Exercise material Start Marker
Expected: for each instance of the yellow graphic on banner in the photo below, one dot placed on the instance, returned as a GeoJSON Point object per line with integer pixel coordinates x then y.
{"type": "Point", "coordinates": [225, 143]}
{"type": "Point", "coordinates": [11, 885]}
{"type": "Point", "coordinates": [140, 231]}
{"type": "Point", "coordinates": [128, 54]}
Exercise material End Marker
◆ Problem: Go through the records above and copy each one exactly.

◆ Answer to this exercise:
Expected: for each instance of the yellow graphic on banner in the photo below, one dot placed on the instance, returned as a GeoJSON Point object per line with integer pixel coordinates x then y.
{"type": "Point", "coordinates": [225, 143]}
{"type": "Point", "coordinates": [11, 885]}
{"type": "Point", "coordinates": [140, 231]}
{"type": "Point", "coordinates": [128, 54]}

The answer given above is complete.